- GIVEN DATA -
━━━━━━━━

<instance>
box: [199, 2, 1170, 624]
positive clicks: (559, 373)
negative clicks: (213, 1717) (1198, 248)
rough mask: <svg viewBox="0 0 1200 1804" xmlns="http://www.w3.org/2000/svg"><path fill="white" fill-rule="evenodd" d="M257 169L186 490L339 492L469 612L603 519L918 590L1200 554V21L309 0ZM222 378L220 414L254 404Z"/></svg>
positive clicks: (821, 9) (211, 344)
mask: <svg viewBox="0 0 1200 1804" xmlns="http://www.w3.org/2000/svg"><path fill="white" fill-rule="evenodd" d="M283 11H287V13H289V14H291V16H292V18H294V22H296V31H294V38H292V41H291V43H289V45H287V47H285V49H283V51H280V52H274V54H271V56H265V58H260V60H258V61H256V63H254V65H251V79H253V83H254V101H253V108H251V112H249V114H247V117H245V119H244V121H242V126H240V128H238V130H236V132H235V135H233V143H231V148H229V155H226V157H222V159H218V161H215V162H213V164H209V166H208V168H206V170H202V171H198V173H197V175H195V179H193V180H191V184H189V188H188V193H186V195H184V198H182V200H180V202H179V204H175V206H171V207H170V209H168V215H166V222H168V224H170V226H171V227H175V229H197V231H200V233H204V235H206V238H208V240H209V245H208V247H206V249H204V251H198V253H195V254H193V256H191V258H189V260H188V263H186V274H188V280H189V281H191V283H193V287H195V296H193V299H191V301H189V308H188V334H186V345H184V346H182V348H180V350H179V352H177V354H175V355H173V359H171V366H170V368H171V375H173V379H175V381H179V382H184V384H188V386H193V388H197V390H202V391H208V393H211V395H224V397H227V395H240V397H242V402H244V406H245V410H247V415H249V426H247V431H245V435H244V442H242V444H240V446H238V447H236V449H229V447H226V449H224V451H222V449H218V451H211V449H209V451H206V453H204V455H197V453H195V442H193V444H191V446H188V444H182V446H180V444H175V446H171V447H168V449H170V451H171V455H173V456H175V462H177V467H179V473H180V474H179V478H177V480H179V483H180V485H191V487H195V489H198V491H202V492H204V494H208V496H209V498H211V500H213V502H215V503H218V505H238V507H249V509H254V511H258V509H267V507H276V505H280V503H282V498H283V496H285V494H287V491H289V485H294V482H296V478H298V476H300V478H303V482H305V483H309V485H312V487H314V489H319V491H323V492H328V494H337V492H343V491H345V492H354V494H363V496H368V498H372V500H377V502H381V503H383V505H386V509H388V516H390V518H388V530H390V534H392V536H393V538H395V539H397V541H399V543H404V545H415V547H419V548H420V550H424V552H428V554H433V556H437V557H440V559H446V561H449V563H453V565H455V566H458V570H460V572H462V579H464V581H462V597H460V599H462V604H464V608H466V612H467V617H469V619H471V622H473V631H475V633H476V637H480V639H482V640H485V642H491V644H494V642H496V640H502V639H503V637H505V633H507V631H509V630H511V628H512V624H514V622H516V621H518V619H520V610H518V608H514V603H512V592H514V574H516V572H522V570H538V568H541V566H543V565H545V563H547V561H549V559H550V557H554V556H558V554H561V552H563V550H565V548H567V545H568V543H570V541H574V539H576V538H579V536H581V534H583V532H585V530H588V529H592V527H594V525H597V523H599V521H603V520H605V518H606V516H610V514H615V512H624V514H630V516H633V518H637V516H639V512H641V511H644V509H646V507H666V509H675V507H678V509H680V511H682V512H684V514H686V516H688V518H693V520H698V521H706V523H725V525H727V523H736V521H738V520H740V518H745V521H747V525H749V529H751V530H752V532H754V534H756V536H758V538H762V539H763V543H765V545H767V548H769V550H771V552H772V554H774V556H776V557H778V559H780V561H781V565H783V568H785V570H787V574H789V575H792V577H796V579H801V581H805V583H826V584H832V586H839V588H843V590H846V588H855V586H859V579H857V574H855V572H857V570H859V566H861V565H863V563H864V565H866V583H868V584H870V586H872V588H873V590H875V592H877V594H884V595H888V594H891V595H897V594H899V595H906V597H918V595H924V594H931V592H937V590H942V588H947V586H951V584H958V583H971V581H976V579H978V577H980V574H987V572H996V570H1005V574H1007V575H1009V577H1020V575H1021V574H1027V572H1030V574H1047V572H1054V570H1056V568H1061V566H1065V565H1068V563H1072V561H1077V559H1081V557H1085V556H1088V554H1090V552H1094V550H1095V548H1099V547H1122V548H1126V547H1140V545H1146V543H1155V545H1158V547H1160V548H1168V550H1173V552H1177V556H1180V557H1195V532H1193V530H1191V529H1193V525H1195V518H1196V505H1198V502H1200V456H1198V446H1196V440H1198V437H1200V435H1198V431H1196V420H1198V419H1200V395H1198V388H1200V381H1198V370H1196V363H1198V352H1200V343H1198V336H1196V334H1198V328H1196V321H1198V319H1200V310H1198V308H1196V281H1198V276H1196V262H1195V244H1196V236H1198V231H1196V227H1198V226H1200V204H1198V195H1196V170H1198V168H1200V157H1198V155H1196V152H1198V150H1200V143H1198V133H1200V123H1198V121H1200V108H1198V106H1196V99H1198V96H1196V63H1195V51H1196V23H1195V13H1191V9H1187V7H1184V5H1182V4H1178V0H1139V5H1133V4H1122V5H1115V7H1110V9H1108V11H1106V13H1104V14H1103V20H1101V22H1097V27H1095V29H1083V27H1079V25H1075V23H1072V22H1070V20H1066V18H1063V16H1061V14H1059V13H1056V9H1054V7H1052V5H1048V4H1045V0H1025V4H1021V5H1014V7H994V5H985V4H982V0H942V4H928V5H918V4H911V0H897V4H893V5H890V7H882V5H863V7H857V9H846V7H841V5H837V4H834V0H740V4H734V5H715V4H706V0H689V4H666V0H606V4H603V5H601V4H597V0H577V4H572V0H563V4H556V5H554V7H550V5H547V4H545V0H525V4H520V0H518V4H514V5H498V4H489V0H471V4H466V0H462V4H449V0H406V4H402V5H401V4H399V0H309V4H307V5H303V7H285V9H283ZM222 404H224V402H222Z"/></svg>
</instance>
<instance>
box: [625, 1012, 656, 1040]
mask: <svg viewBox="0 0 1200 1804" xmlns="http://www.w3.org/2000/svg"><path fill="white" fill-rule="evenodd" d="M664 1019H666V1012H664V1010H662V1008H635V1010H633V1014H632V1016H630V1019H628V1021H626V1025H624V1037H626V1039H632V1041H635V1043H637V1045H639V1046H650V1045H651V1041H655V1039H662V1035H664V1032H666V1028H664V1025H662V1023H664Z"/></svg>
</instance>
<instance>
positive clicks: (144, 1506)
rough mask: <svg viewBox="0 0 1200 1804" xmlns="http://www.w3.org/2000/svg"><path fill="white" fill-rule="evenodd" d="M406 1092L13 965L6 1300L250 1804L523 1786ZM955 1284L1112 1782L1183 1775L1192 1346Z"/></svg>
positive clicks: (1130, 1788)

━━━━━━━━

- PROBLEM TO WORK ON -
Please list each line of the entries above that contains the string "positive".

- REPLY -
positive clicks: (559, 373)
positive clicks: (821, 9) (211, 344)
positive clicks: (144, 1506)
positive clicks: (1130, 1788)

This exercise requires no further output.